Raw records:
▽

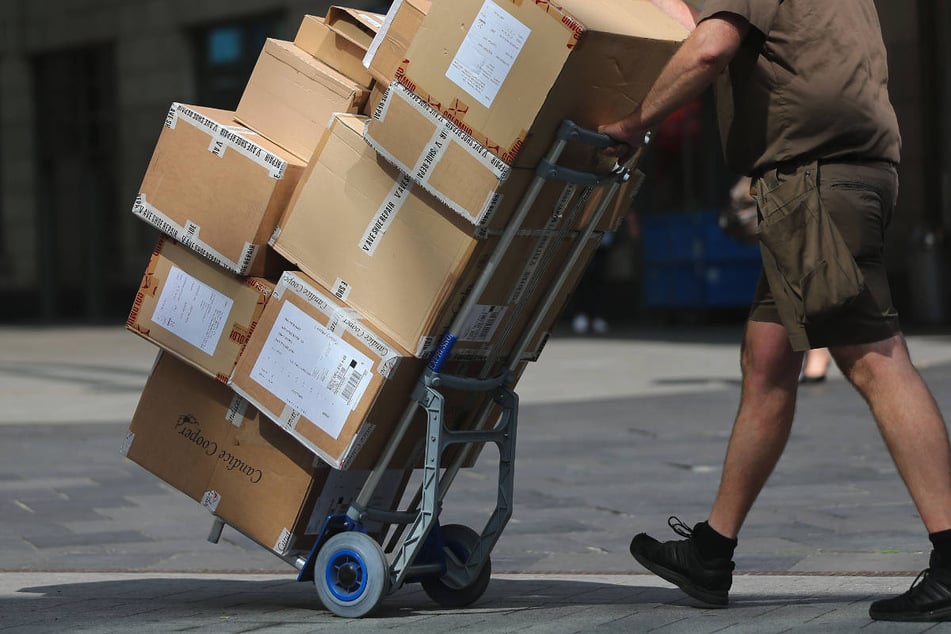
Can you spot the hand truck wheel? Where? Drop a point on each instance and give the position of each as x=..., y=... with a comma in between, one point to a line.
x=460, y=541
x=351, y=574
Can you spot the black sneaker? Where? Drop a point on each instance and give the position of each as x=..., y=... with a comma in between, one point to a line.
x=680, y=563
x=928, y=598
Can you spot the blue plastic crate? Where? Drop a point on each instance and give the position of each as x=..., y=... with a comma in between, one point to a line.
x=673, y=237
x=730, y=284
x=673, y=285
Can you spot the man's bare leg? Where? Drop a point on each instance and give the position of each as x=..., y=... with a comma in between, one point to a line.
x=909, y=421
x=761, y=429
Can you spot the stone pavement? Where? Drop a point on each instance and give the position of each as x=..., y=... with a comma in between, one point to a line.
x=615, y=434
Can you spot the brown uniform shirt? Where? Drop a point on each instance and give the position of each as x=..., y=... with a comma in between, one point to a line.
x=809, y=82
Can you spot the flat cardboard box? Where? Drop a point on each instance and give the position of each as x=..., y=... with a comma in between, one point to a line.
x=361, y=229
x=196, y=310
x=388, y=49
x=316, y=38
x=503, y=76
x=318, y=369
x=201, y=438
x=217, y=188
x=291, y=96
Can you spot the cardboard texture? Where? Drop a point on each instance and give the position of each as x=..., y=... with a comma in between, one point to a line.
x=316, y=38
x=201, y=438
x=319, y=370
x=291, y=96
x=506, y=70
x=495, y=79
x=217, y=188
x=388, y=49
x=196, y=310
x=377, y=92
x=359, y=228
x=490, y=192
x=355, y=25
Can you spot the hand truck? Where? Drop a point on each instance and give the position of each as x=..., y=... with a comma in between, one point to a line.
x=348, y=566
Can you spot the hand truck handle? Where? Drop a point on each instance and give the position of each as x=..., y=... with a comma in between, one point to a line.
x=571, y=131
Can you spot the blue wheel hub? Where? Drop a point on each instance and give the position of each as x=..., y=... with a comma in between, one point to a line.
x=346, y=575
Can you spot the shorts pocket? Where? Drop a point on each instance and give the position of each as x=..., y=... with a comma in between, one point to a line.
x=809, y=254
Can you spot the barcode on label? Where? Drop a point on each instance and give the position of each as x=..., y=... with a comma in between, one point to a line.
x=352, y=384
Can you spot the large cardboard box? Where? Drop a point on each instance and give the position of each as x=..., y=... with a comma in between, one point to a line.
x=291, y=96
x=503, y=75
x=434, y=153
x=196, y=310
x=318, y=369
x=388, y=48
x=394, y=253
x=200, y=437
x=341, y=40
x=218, y=188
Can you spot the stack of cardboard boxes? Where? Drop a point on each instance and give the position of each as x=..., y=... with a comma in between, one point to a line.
x=322, y=237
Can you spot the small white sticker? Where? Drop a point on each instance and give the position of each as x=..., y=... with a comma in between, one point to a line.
x=284, y=542
x=192, y=310
x=312, y=370
x=127, y=443
x=488, y=53
x=237, y=411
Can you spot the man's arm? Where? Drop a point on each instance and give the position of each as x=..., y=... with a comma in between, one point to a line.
x=680, y=11
x=693, y=68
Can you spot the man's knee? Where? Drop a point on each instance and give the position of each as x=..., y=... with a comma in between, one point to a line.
x=865, y=365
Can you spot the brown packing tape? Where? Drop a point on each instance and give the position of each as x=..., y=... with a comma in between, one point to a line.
x=146, y=288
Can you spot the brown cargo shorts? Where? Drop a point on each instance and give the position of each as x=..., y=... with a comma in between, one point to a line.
x=859, y=197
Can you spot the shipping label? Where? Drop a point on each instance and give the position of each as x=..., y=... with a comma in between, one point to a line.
x=482, y=323
x=341, y=316
x=386, y=214
x=312, y=370
x=190, y=309
x=487, y=53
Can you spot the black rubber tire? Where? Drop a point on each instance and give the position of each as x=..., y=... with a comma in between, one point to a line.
x=461, y=541
x=351, y=574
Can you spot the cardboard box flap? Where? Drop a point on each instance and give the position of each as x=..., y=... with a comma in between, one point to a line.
x=354, y=25
x=393, y=38
x=315, y=70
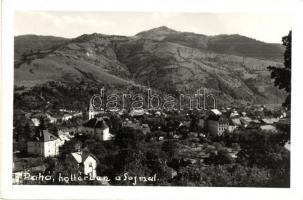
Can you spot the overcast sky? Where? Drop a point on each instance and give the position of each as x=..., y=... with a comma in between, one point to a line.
x=268, y=27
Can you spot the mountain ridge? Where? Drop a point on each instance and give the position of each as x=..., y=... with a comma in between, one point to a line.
x=231, y=66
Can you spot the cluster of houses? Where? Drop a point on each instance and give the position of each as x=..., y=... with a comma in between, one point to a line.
x=215, y=122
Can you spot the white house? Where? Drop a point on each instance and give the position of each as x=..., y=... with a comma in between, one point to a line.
x=98, y=128
x=36, y=121
x=45, y=144
x=67, y=117
x=87, y=160
x=51, y=119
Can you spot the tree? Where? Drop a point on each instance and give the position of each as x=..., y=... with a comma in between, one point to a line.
x=282, y=76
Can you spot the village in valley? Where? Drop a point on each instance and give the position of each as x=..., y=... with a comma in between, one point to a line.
x=169, y=144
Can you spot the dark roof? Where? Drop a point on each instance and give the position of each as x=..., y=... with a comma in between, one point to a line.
x=44, y=136
x=96, y=123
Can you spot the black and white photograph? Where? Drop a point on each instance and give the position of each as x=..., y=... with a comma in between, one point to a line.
x=149, y=99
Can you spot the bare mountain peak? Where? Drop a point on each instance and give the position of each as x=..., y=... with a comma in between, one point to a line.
x=162, y=30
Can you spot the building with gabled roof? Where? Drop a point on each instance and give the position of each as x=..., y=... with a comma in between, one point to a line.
x=98, y=128
x=86, y=161
x=44, y=144
x=216, y=125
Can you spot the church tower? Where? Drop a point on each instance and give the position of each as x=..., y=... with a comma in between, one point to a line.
x=91, y=112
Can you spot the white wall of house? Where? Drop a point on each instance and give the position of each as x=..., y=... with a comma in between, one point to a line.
x=45, y=149
x=106, y=134
x=90, y=165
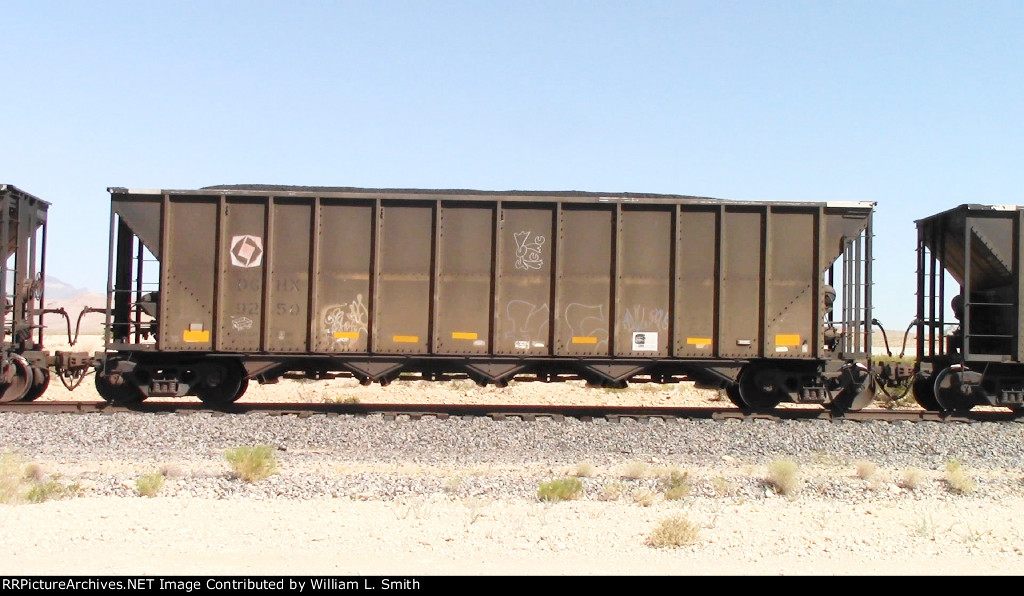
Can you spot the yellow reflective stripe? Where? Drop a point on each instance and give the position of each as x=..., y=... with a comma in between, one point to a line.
x=787, y=340
x=196, y=336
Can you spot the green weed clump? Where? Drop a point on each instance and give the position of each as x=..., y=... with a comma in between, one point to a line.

△

* [WHAT THE TASK ASKS] Write out every one of these records again, switching each "Drop a point" to "Put a dot" and keeping all else the same. Leave the pictures out of your answer.

* [TASK ANSWER]
Can you spot the hand truck wheel? Where? Put a dot on each instance and give the position of each as x=..., y=... with a comma in between, one point to a line.
x=460, y=541
x=351, y=574
Can you spot the black sneaker? Where? Put a dot on each instance and give the position of each as x=..., y=... with a comma in between, one point to a line.
x=680, y=563
x=928, y=598
Can you spot the blue plastic crate? Where? Put a dot on each instance and give the position of each as x=..., y=... with a comma in between, one point to a line.
x=673, y=237
x=730, y=284
x=673, y=285
Can you spot the man's bare leg? Where? Put a dot on each instance and give the position of each as x=..., y=... with a comma in between, one point to a line.
x=909, y=421
x=761, y=429
Can you spot the stone pavement? Where? Put a dot on each instance and give the position of each as x=..., y=... with a comma in between, one point to a line.
x=615, y=434
Can you spot the brown uniform shirt? Where? Put a dot on each instance and give the position of each as x=..., y=... with a comma in between, one point to a line.
x=809, y=82
Can you spot the flat cardboard box? Where? Put a dot on each instance and give the position of each as x=..., y=... with a comma in between, one point to a line.
x=361, y=229
x=196, y=310
x=388, y=49
x=316, y=38
x=503, y=76
x=318, y=369
x=201, y=438
x=217, y=188
x=291, y=96
Can you spot the cardboard texture? Where? Put a dot on each instance and give the position of each as x=..., y=... with a comma in between, one point to a line.
x=316, y=38
x=201, y=438
x=319, y=370
x=291, y=96
x=506, y=70
x=495, y=79
x=217, y=188
x=388, y=49
x=196, y=310
x=377, y=92
x=359, y=228
x=490, y=192
x=355, y=25
Can you spot the hand truck? Where? Put a dot on each instance and give the position of each as x=..., y=... with a comma in between, one point to a line.
x=348, y=566
Can you spot the hand truck handle? Where? Put a dot on each instance and give the position of each as x=..., y=... with a comma in between, one point to a line.
x=571, y=131
Can you spot the blue wheel hub? Where? Put a dot on each instance and give the position of each as x=..., y=... with a comma in between, one point to a line.
x=346, y=575
Can you spot the shorts pocket? Where? Put a dot on each instance and give the position of each as x=..., y=... with a comma in between, one point to a line.
x=809, y=254
Can you spot the barcode on label? Where? Put a dot on each instance and give the position of each as x=..., y=... with a comma in between, one point to a line.
x=352, y=384
Can you spot the large cardboard box? Where? Put a dot on each instance and give the position of each as x=..., y=... with a comma in between, one point to a line.
x=291, y=96
x=503, y=75
x=434, y=153
x=196, y=310
x=318, y=369
x=388, y=48
x=394, y=253
x=200, y=437
x=341, y=40
x=218, y=188
Can you spot the stack of cardboard boxes? Where? Put a dot on each instance and give the position of each as x=..., y=... with a comma in between, one point to a line.
x=322, y=237
Can you spot the small white sticker? Where? Put a dot on each instance and give the position of each as x=..., y=... with a comma in between, one point to a line.
x=284, y=542
x=192, y=310
x=312, y=370
x=127, y=443
x=488, y=53
x=237, y=411
Can you spot the man's arm? Where? Put a dot on each instance and give the position of each as x=..., y=... with a comma in between, one point to a line.
x=680, y=11
x=693, y=68
Can you spot the man's knee? Where? Put a dot on each instance and give the position of each as x=..., y=... with a comma in between, one point to a line.
x=865, y=365
Can you spot the brown packing tape? Where? Put a dot on each instance and give the position of each as x=..., y=... with a comma in between, one point to a line.
x=146, y=288
Can you spot the brown cargo shorts? Where? Put a dot on each instance and give the position of each as x=..., y=... with a comma in between, one point to a line.
x=859, y=197
Can you spot the shipping label? Where? Put a dot on each instance and give the position of each as x=..., y=... with a comma in between, one point to a line.
x=482, y=323
x=341, y=316
x=386, y=214
x=312, y=370
x=190, y=309
x=487, y=53
Can you spot the black rubber tire? Where? Put a dot on each instance and give the position of each as x=..., y=... with a comma in between, one point to a line.
x=461, y=541
x=351, y=574
Can you spot the cardboard box flap? Where? Put a dot on each instance and give the position of each as x=..., y=... with a comma in between, one point to a line.
x=354, y=25
x=393, y=38
x=315, y=70
Can you spot the overcast sky? Where? Put a dot on each instance and give the position of each as x=..., y=... with a comma in between, one point to a line.
x=268, y=27
Can you spot the mountain ridge? Where? Put a dot on each instance and give the position of each as x=..., y=... with a comma in between, one point to a line.
x=231, y=66
Can you spot the cluster of houses? Where? Put a dot on each instance and give the position of each as x=..., y=... with a comma in between, one point to a line.
x=215, y=122
Can you spot the white house? Where? Put a dot on each instance and give the position of each as x=..., y=... with a comma in between, one point to a line.
x=98, y=128
x=36, y=121
x=45, y=144
x=67, y=117
x=87, y=160
x=51, y=119
Can you spot the tree? Where? Put a dot on each instance and give the position of each as x=..., y=... with a comma in between, one point to a line.
x=282, y=76
Can you spot the village in valley? Where? Put a dot on each instance and give the position of each as x=..., y=... with a comma in between, one point to a line.
x=169, y=144
Can you spot the dark roof? Where? Put a dot on each instance and give the position of each as x=..., y=... with a comma in between, one point to a line.
x=44, y=136
x=96, y=123
Can you spot the black and white photograph? Where? Put a dot on each instance and give the position of each as x=..., y=... with a comma in between, one point to a line.
x=149, y=99
Can you spot the bare mountain peak? Where? Put a dot on each instance and give the position of each as x=..., y=... with a comma in between, one point to a line.
x=162, y=30
Can you spot the building with gabled roof? Where? Put a dot on each instance and give the position of each as x=..., y=... with a comma in between, one point to a line.
x=98, y=128
x=86, y=161
x=44, y=144
x=216, y=125
Can you spot the church tower? Where? Put a dot on each instance and give the position of each as x=..., y=... with a comma in between, one point to a line.
x=91, y=112
Can you spot the white wall of house? Where? Put a dot on each instance and give the position of each as x=..., y=... with a comma in between, one point to a line.
x=45, y=149
x=106, y=134
x=90, y=165
Can you spot the yellow reflective stripe? Where? Put a dot on each instance and give the position of each as x=..., y=... with a comma in between, one point to a line.
x=787, y=340
x=196, y=336
Can you spot the green weed clump? Where? Put a dot on each instance and give the position of each as x=..., y=... with a comma in between, one point to a line.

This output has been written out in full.